■ Work item ■
Which lines of the data hold the word "instance"? Copy all of them.

☆ ☆ ☆ ☆ ☆

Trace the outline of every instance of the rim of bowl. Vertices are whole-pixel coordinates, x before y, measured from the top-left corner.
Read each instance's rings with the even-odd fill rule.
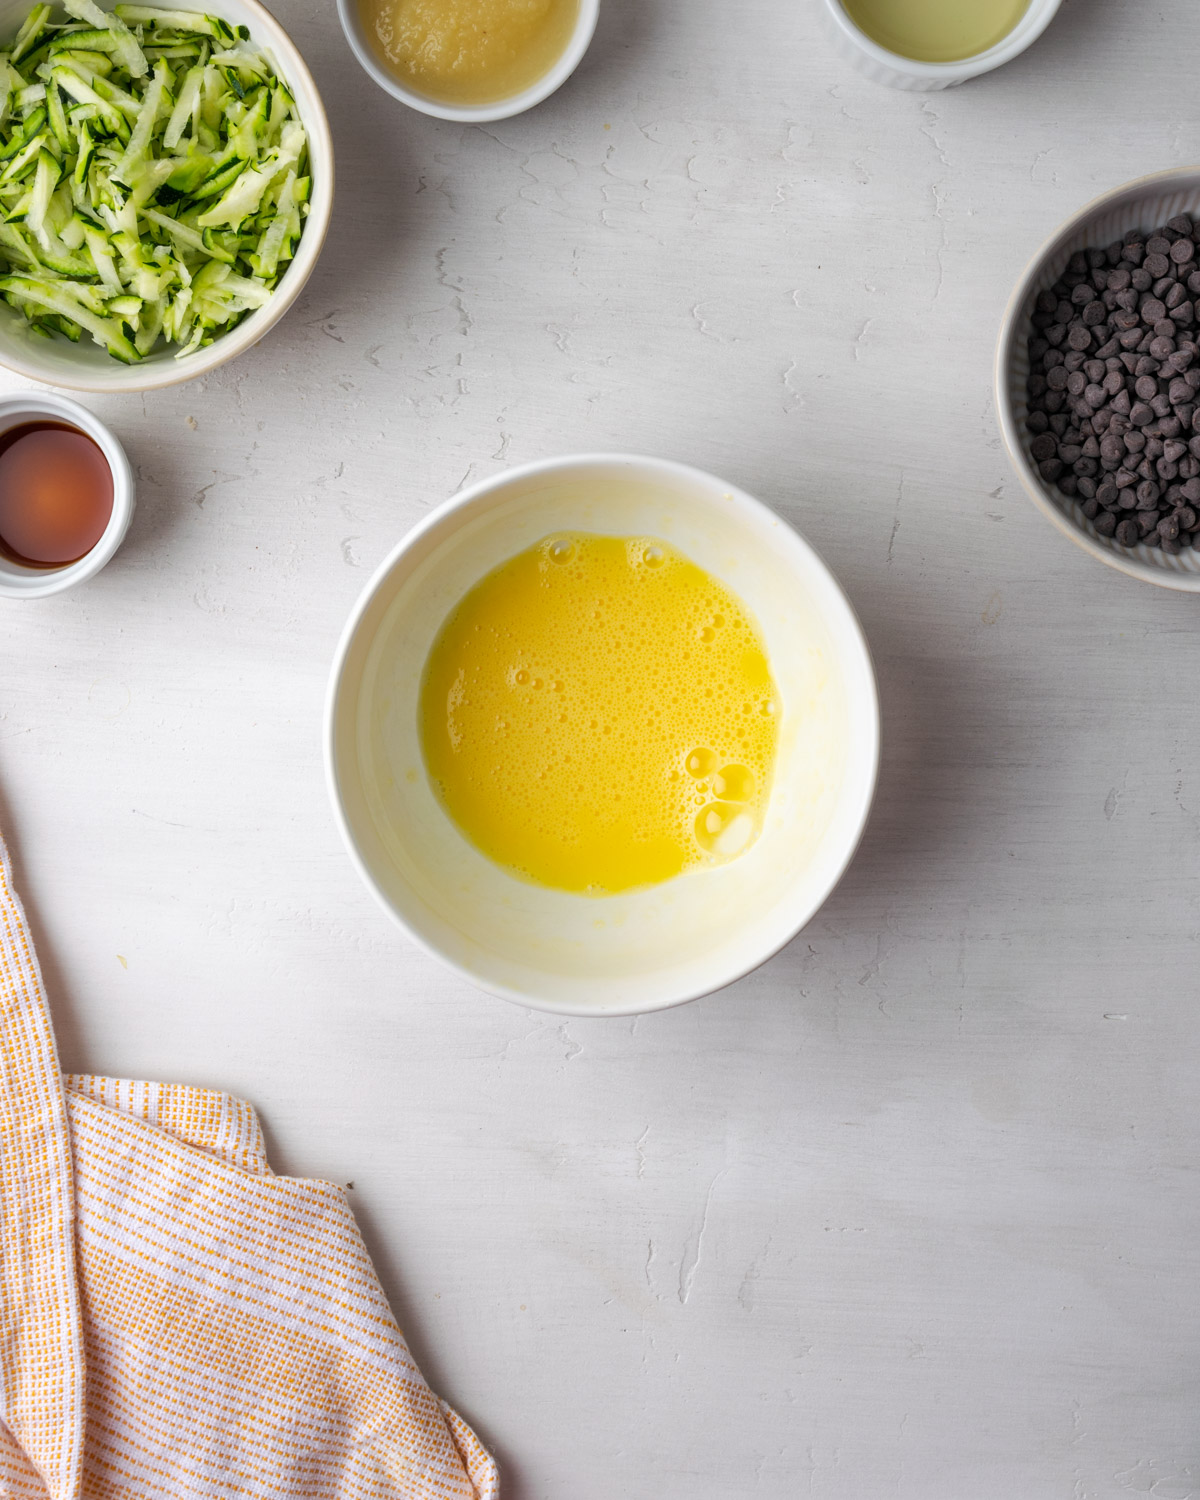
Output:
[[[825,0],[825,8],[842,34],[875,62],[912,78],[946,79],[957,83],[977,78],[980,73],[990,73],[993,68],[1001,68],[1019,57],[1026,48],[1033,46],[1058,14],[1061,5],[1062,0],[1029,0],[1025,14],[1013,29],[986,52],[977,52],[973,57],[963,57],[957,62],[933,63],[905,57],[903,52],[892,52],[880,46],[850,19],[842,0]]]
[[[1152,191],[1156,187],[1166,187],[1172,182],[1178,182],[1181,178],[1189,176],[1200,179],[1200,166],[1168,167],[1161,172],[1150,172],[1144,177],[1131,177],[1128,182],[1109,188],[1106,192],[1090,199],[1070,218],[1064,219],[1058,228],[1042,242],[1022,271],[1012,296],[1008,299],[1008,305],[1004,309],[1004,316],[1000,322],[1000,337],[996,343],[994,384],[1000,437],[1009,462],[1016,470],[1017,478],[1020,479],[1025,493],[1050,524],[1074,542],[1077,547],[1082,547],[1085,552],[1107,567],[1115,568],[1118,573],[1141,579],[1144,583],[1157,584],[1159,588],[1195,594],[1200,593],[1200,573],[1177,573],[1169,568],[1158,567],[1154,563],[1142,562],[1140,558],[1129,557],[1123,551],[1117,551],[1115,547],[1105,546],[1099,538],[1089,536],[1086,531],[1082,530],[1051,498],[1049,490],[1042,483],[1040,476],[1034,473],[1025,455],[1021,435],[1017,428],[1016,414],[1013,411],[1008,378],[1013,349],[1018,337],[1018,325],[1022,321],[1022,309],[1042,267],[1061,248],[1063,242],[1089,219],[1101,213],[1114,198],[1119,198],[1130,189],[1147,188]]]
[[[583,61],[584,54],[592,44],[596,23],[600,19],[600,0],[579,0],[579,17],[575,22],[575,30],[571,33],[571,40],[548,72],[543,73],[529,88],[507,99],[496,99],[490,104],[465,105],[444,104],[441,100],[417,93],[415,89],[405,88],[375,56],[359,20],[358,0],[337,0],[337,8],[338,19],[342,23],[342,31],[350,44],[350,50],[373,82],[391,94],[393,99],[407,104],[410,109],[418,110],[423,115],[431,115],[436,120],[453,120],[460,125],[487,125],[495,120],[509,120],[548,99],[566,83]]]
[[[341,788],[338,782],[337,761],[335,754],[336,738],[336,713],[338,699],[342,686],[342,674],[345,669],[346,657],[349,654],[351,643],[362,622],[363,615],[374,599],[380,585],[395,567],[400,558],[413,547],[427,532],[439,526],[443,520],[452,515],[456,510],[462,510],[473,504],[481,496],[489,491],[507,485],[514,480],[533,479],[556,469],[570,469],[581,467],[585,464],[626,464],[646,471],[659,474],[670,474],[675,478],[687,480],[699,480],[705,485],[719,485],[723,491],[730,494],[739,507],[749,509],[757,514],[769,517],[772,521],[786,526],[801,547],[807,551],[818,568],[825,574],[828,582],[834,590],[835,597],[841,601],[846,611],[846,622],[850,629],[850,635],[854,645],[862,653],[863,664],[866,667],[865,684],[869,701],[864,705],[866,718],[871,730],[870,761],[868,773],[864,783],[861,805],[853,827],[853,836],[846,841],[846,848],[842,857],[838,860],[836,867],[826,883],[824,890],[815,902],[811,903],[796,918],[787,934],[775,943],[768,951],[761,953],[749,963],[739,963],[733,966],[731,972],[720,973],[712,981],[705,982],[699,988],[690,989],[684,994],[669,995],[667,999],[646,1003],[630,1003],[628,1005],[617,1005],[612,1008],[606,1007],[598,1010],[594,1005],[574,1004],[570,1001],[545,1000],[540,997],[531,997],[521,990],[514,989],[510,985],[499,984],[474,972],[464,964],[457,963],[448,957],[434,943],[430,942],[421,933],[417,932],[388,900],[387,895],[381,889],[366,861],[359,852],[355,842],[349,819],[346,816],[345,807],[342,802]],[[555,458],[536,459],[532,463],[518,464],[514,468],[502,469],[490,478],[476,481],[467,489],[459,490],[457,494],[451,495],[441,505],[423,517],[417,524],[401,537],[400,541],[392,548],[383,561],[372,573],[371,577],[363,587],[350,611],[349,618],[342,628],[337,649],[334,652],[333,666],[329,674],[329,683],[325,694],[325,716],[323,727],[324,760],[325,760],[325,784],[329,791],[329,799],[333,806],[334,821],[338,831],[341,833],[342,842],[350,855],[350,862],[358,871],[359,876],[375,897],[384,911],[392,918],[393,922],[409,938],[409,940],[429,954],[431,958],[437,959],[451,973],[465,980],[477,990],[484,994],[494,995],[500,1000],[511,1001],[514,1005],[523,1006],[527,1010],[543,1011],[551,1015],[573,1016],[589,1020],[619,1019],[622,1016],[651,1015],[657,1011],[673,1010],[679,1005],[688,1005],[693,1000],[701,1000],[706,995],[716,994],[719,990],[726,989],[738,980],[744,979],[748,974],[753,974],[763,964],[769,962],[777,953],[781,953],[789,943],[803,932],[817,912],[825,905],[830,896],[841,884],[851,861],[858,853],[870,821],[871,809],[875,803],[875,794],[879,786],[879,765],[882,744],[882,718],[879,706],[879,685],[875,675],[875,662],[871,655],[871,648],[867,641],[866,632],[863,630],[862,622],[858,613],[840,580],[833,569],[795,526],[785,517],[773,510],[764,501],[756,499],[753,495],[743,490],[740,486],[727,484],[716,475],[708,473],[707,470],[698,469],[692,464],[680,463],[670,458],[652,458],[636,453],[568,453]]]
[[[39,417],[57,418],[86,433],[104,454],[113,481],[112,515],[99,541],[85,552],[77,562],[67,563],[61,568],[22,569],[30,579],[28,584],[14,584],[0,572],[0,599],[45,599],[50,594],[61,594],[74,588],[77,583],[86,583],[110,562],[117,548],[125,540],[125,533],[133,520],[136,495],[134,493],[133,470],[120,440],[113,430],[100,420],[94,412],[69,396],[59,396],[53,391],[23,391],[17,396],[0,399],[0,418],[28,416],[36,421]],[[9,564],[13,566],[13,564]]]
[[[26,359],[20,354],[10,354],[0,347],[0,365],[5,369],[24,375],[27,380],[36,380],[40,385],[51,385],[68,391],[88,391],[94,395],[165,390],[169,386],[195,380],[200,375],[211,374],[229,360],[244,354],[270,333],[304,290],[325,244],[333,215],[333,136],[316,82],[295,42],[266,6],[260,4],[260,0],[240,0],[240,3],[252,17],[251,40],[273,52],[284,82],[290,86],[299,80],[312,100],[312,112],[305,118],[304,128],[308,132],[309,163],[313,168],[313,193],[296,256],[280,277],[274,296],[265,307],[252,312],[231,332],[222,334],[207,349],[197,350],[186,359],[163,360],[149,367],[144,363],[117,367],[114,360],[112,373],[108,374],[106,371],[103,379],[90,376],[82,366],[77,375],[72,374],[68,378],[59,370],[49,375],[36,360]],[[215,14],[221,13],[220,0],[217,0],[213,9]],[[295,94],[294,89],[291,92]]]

☆ ☆ ☆ ☆ ☆

■ Answer to the problem ■
Trace the outline of every instance of the rim of bowl. Vertices are whole-pixel coordinates, x before y, measured from the top-left corner.
Read each instance's rings with the even-odd fill rule.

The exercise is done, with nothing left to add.